PROVIDED MATERIAL
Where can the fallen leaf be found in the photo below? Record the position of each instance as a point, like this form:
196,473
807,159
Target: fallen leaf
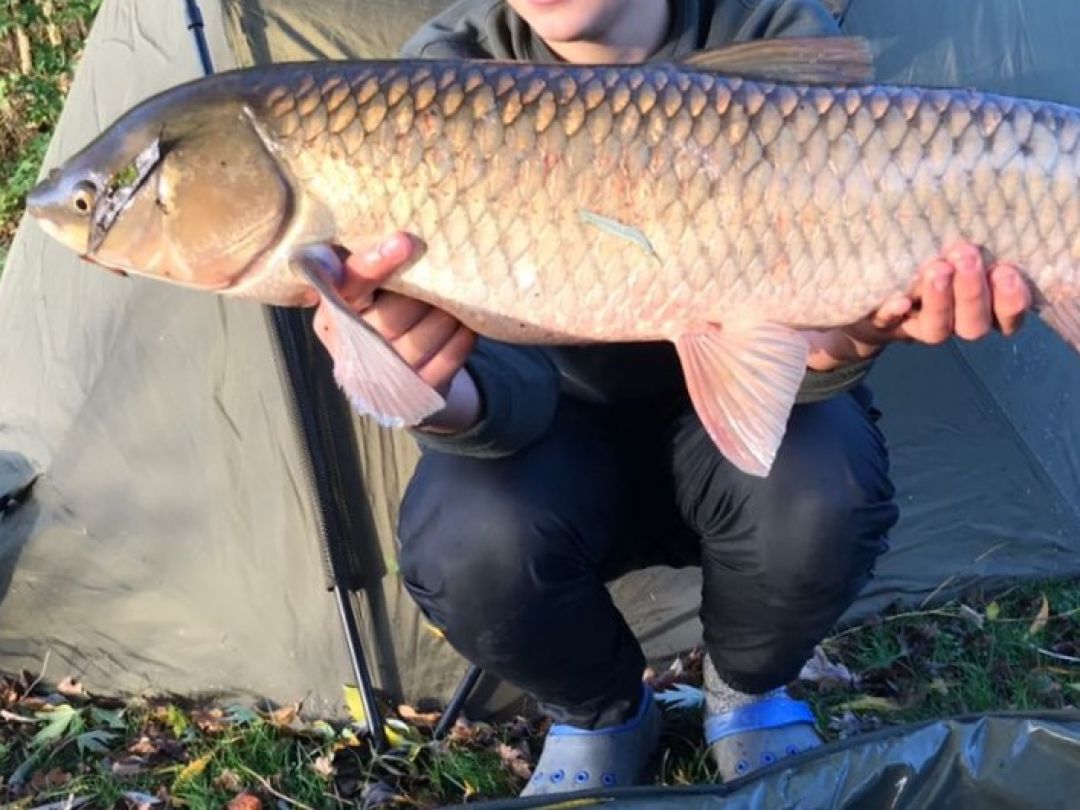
96,741
285,716
1040,619
210,721
324,767
819,670
59,720
69,804
110,718
193,768
402,736
355,704
871,703
49,780
245,801
516,760
71,688
142,800
423,719
144,746
228,781
127,767
176,720
379,794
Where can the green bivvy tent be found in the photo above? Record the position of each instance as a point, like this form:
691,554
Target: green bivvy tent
170,461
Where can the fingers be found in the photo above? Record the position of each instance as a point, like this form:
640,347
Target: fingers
432,342
365,271
1011,296
933,324
441,368
426,337
971,291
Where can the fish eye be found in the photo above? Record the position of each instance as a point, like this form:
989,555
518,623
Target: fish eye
83,196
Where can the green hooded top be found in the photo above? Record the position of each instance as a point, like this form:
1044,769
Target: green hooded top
521,386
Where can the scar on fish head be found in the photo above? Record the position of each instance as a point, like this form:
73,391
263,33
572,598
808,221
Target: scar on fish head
184,188
79,201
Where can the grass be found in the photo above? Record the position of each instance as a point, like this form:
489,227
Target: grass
40,43
1018,650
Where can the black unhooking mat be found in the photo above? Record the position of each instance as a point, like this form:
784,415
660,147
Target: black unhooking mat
997,761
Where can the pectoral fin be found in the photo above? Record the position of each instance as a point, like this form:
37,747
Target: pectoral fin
743,385
367,368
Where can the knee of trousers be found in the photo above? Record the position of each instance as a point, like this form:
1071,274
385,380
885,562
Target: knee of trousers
471,552
825,541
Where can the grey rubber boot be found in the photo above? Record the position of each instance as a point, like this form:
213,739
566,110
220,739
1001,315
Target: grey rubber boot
581,759
746,732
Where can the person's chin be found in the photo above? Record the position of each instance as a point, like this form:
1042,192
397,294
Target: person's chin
555,21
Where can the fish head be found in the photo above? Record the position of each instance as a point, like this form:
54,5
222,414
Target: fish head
181,188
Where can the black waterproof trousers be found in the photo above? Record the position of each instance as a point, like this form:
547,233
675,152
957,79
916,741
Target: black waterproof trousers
509,556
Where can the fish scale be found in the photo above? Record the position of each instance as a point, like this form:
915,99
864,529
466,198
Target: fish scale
894,153
713,208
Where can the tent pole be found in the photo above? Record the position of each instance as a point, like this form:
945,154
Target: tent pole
309,427
197,28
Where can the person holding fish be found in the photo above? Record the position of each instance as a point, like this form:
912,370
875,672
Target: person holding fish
626,298
551,471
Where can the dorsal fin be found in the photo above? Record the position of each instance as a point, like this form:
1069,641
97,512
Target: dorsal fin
810,61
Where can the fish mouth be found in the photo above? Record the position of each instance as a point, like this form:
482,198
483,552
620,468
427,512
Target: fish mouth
116,199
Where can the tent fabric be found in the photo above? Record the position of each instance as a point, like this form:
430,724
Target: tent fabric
998,761
171,539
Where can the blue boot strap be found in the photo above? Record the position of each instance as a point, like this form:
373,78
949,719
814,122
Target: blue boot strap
769,713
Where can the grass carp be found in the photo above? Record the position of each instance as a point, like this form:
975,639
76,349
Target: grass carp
721,204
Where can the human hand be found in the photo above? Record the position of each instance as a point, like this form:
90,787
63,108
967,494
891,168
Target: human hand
954,295
434,343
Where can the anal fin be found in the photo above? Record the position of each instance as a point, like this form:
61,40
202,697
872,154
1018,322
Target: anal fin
743,385
1063,316
367,368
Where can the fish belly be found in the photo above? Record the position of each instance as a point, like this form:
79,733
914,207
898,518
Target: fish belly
567,204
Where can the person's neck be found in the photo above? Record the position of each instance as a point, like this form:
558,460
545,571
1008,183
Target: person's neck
636,35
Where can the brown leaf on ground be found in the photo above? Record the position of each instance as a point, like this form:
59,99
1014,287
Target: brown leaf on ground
127,767
71,688
824,673
144,746
467,732
420,719
245,801
516,760
210,720
871,703
1041,618
285,716
324,767
228,781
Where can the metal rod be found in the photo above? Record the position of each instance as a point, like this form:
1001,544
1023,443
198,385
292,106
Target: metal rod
457,702
372,713
198,30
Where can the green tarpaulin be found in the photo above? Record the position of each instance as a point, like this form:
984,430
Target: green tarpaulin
170,540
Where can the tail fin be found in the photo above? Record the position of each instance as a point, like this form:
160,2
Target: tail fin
1064,318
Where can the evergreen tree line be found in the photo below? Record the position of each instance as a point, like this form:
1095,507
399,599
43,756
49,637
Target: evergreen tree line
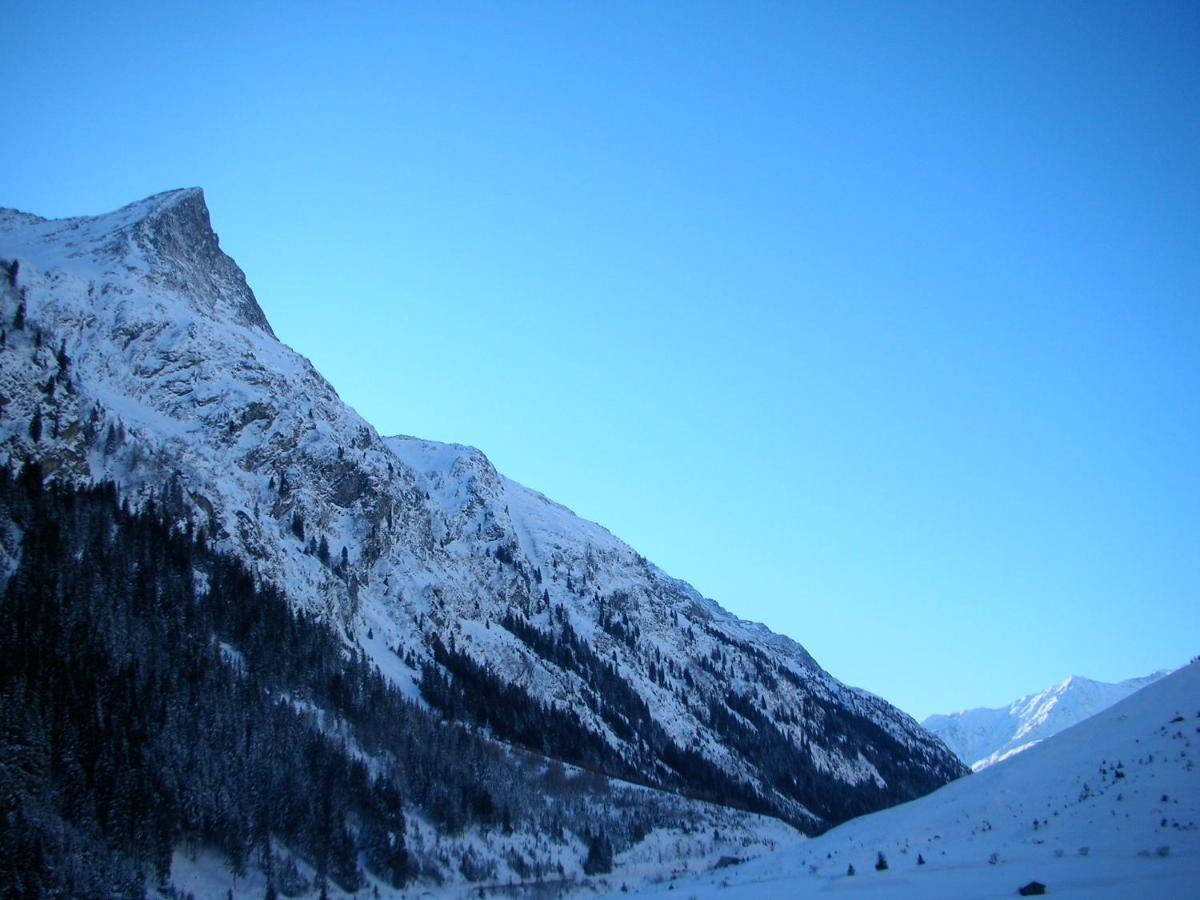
154,699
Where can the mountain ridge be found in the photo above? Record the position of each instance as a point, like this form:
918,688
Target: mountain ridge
984,736
151,365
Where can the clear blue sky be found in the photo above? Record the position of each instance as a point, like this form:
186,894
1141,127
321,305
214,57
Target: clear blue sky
877,323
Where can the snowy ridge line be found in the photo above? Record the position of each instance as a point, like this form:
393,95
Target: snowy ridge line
984,737
145,360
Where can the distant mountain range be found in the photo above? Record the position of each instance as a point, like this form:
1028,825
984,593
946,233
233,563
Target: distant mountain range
1104,810
984,737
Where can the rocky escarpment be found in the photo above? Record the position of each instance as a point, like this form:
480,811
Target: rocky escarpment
143,357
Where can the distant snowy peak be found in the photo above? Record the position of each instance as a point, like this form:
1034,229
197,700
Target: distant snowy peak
984,737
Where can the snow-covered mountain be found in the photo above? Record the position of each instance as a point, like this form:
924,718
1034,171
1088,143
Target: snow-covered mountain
984,737
135,351
1109,808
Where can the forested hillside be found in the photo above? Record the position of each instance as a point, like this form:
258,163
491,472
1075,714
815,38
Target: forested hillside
154,699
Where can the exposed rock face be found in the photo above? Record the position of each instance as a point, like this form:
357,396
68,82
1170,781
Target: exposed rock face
149,361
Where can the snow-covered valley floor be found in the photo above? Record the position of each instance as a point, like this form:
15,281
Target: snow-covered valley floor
1107,809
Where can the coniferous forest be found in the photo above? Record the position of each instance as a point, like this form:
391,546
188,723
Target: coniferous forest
154,700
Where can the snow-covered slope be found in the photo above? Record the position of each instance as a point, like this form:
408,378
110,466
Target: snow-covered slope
1109,808
983,737
136,352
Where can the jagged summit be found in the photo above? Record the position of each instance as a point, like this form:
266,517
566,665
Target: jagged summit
984,737
143,358
162,240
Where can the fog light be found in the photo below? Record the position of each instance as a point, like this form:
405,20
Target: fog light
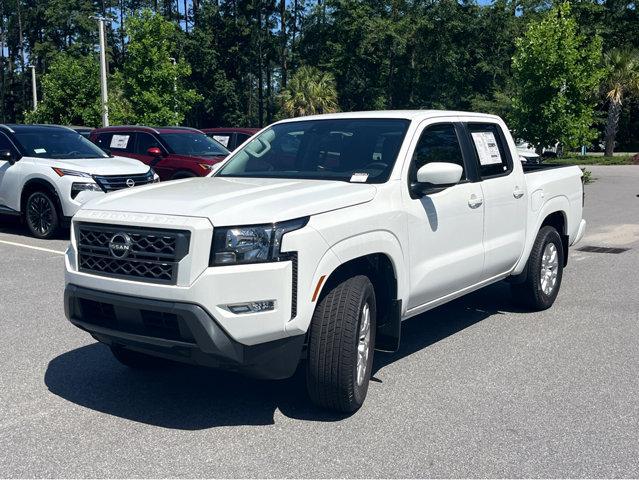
252,307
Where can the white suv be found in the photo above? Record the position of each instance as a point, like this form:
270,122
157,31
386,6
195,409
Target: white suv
47,172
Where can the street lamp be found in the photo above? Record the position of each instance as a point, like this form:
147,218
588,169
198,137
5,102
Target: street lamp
103,83
174,62
34,87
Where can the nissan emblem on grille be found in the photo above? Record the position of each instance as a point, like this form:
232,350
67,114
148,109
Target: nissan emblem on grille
120,245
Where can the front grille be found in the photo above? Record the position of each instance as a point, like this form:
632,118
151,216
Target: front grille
110,183
151,255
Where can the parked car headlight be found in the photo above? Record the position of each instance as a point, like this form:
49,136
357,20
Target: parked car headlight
76,188
251,244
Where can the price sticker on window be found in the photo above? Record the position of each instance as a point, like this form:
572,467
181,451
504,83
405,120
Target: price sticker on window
487,148
120,141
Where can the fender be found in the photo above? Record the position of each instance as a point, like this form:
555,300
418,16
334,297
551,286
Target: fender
361,245
557,204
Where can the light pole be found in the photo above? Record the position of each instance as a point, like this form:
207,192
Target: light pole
34,87
174,62
103,83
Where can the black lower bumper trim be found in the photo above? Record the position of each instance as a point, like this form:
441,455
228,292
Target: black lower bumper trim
179,331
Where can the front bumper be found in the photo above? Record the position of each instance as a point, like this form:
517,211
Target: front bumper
179,331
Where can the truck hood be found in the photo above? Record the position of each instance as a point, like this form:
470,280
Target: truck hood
98,166
237,201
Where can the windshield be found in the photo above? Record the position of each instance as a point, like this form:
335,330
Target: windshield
61,143
351,150
193,144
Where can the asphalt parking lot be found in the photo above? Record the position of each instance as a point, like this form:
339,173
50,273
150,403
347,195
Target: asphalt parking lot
479,388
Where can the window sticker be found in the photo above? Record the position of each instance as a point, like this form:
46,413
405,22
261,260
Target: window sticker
359,177
119,141
223,139
487,148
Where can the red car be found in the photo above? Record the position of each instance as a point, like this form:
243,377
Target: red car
173,152
231,138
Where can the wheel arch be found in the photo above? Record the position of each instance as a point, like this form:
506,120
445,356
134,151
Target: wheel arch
378,256
553,213
39,184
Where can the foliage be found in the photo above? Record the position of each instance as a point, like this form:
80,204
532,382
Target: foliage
454,54
309,92
622,79
151,81
71,94
556,74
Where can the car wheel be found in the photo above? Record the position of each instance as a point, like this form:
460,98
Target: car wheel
544,271
41,215
136,360
341,346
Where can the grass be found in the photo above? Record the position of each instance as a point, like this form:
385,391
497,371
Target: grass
590,160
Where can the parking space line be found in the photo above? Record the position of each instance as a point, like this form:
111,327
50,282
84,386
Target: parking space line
42,249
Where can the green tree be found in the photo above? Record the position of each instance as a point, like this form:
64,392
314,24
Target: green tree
556,74
309,92
71,94
622,79
152,82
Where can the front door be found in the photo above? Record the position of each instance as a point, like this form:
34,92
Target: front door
504,197
445,229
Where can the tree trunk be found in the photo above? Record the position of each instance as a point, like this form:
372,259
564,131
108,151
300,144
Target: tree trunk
284,42
614,111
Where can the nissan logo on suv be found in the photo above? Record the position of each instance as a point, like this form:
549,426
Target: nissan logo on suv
120,245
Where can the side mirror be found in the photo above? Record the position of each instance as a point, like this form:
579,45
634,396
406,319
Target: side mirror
154,151
437,176
7,156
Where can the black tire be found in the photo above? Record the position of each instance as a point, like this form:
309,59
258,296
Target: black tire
533,293
136,360
332,367
41,214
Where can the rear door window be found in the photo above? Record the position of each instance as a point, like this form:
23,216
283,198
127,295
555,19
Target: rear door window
144,142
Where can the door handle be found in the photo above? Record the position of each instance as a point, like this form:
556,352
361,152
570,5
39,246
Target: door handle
474,201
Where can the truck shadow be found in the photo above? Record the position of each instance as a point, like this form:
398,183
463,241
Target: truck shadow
193,398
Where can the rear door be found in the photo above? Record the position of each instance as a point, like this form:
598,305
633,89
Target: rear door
503,187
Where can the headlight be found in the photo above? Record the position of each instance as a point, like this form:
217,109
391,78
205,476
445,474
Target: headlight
84,187
251,244
72,173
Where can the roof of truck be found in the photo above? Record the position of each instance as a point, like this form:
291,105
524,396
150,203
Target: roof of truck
406,114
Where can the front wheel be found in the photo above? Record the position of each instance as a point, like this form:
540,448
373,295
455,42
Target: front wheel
41,215
544,271
341,346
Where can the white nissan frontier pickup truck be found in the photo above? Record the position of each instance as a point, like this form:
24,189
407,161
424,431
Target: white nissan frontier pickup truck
313,242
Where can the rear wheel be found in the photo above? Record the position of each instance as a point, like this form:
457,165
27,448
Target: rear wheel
544,271
136,360
341,346
41,215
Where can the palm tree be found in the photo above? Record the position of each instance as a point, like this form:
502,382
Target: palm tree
622,79
308,92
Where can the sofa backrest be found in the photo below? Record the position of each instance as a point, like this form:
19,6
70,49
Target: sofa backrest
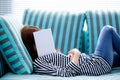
95,21
67,28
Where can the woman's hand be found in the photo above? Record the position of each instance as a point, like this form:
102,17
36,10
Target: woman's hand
74,55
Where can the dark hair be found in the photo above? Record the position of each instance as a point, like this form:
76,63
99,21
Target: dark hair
28,40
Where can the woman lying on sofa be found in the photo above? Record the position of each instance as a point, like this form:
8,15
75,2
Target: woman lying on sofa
76,63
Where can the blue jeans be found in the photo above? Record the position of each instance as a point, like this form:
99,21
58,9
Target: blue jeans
108,46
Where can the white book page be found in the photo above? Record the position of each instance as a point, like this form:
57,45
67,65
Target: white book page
44,42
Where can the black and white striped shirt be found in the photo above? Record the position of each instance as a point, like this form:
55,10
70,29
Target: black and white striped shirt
58,64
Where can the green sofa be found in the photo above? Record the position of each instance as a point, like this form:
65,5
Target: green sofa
68,32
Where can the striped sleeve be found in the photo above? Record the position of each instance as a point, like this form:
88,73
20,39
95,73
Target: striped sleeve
43,66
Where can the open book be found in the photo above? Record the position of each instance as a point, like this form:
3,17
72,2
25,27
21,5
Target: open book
44,42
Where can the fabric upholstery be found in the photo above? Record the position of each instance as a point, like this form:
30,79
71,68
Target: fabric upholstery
2,70
95,21
67,28
11,46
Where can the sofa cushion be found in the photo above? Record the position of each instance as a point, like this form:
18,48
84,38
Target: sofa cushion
2,70
67,28
95,21
11,46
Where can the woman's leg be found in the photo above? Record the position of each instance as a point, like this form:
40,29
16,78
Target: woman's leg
104,46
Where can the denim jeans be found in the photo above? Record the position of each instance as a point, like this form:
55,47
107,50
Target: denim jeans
108,46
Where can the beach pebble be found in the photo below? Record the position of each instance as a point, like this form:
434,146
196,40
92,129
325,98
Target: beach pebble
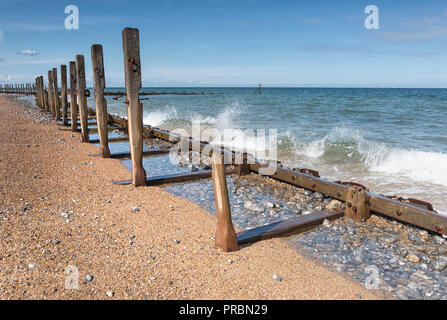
334,204
326,223
277,278
251,206
413,258
439,264
88,277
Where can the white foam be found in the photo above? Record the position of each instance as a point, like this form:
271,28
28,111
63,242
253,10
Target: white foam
416,165
157,117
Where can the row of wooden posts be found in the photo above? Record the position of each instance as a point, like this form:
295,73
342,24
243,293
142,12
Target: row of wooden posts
52,100
359,202
18,88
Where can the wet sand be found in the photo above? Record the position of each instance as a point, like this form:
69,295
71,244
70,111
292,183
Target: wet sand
163,250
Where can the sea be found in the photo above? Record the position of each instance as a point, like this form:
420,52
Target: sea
393,141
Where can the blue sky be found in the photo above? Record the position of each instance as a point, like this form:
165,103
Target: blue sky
234,42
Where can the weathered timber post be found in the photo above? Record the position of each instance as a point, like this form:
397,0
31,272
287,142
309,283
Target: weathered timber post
57,105
46,100
37,96
357,204
242,168
64,99
50,92
38,93
132,69
99,79
225,235
42,92
80,77
73,97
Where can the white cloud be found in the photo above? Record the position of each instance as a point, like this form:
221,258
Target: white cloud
28,52
27,61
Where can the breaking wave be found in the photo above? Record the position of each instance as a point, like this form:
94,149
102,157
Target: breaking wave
349,147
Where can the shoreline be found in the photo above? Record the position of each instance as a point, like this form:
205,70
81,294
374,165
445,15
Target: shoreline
130,254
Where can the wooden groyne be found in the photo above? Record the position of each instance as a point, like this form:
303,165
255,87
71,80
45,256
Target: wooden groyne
359,202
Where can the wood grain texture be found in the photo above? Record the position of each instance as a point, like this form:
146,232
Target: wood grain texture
99,80
132,70
73,97
225,235
80,78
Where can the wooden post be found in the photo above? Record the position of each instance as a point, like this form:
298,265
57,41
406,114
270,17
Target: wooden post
57,105
73,97
37,95
64,99
42,92
50,92
132,69
225,235
99,79
80,77
357,204
242,169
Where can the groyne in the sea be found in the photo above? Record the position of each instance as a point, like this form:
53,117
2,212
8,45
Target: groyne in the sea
360,203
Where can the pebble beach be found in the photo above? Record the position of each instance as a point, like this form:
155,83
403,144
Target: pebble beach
68,233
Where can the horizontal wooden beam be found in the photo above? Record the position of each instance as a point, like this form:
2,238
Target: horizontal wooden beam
287,227
127,155
405,212
174,178
95,130
120,139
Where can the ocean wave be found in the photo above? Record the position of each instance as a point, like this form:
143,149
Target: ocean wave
349,147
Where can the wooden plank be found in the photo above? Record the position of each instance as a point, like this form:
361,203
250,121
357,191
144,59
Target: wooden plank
57,104
99,80
287,227
132,68
120,139
357,204
225,237
405,212
95,130
172,178
73,97
80,80
64,99
50,92
127,155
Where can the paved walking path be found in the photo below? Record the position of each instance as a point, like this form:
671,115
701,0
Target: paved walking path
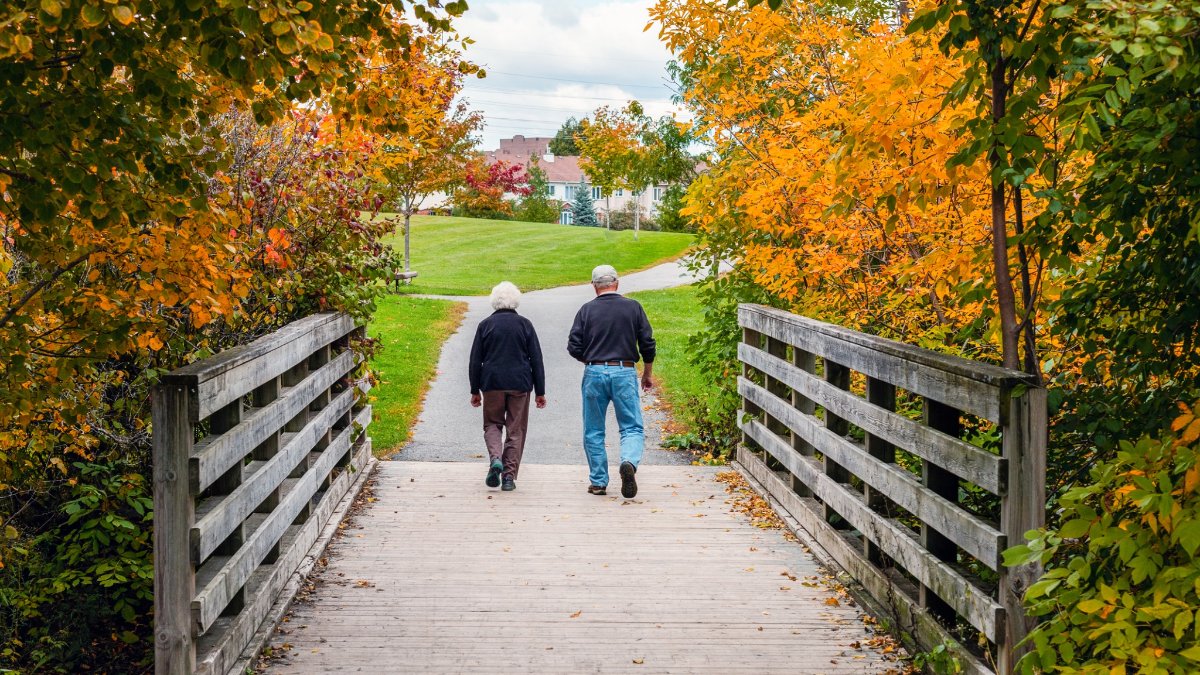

GOAL OF THE EXERCISE
Pictures do not go in the copy. Write out exactly the lines from the line containing "Where can the groyne" through the last line of the listing.

WRITTEN SOLUTION
Where can the groyne in the sea be found in the photo above? Record the position of each instance as a point, like this form:
53,117
2,212
8,45
Target: groyne in the sea
360,203
Where can the pebble beach be found in the photo above? Record the position of each instance as a point, like this form:
155,83
403,144
Target: pebble beach
68,233
Where can the horizontal wooden beam be found in the photo above? Record the position of each instance as a point, like this form:
2,238
Target: horizontal wooden beam
287,227
127,155
405,212
174,178
95,130
120,139
Where can the ocean wave be found in the photo above? Record the position of each instance as a point, like this form:
143,149
Target: ocean wave
349,147
Where can the wooden plank be found in the photo above? Record the position of each instance as a point, like this form:
361,203
250,121
357,191
144,59
Target: wooden plank
57,104
99,80
287,227
132,68
120,139
357,204
225,237
405,212
95,130
172,178
73,97
80,80
64,99
50,92
127,155
Where can the paved walking path be found in the photo below? Record the position of each instance as a point, like this form:
671,115
701,0
Target: paved walking path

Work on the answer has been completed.